Records contained in a dataset:
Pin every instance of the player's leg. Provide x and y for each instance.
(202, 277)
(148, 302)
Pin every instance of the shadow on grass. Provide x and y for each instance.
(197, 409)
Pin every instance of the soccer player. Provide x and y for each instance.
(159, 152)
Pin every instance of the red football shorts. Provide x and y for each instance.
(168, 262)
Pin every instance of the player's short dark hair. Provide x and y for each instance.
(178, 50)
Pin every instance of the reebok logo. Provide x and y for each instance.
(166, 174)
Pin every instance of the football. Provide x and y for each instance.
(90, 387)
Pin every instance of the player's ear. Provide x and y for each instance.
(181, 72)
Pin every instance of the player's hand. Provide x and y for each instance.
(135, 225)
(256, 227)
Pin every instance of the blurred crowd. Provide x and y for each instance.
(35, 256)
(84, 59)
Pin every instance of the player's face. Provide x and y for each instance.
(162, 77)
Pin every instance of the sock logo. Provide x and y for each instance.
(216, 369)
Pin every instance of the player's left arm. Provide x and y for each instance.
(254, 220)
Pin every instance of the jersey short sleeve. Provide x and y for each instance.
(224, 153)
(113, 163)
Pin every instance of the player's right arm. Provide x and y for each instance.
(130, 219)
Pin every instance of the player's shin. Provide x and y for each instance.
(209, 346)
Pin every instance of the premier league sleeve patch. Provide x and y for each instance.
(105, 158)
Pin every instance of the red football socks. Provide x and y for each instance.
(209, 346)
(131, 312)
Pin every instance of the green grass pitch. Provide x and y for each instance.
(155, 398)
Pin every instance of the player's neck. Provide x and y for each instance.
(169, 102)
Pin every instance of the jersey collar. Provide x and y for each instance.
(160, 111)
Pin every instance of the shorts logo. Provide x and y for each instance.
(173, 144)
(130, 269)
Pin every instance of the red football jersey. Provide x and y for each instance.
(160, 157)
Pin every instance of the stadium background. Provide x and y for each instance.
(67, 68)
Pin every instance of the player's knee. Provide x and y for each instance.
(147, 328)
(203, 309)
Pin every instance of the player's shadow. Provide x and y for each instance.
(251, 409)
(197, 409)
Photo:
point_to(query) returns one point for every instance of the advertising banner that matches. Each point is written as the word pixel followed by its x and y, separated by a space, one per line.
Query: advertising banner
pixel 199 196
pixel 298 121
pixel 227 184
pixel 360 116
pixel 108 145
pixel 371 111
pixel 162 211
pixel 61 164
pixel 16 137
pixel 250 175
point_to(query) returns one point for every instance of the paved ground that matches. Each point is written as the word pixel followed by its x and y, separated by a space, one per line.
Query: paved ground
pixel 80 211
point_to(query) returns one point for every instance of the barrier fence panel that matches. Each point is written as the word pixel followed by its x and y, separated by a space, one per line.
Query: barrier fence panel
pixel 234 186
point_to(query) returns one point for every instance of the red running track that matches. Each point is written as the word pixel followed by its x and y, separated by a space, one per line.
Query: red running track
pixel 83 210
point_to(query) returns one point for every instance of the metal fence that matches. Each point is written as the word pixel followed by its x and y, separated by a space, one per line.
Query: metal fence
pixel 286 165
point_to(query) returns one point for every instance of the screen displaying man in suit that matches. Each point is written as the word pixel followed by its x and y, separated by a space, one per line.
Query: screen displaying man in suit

Exercise brief: Output exactly the lines from the one containing "Pin every instance of the player's shadow." through the last line of the entries, both ends included.

Completed exercise:
Pin every instance of the player's shadow. Provide x and y for each instance.
(251, 409)
(197, 409)
Photo:
point_to(query) returns one point for every instance of the advertising banner that matches. Each point is written as the word pixel followed by its x and y, separated by a space, one per line.
Query: advertising banner
pixel 199 196
pixel 298 121
pixel 227 184
pixel 360 116
pixel 108 145
pixel 371 111
pixel 162 211
pixel 61 164
pixel 16 137
pixel 250 175
point_to(query) returns one point for every instance of the paved ground that matches. Each point is written as the word pixel followed by its x and y, separated by a space, one per line.
Query: paved ground
pixel 80 211
point_to(query) returns one point for every instance of the barrier fence panel that matches. Each point is written as the word pixel followed by its x and y, separated by a space, one per line.
Query: barrier fence panel
pixel 234 186
point_to(query) returns one point for every instance of the red running track that matches. Each point is written as the word pixel followed by its x and y, separated by a space, one per line.
Query: red running track
pixel 83 210
point_to(query) returns one point for every instance of the metal fence that matches. Each point is written as the word pixel followed by its x and y, separated by a space, one per line.
Query: metal fence
pixel 286 165
point_to(query) returns one point for every instance of the screen displaying man in suit that matches. Each point is written as the word pixel followed by its x and y, separated by a space, one per line.
Query: screen displaying man in suit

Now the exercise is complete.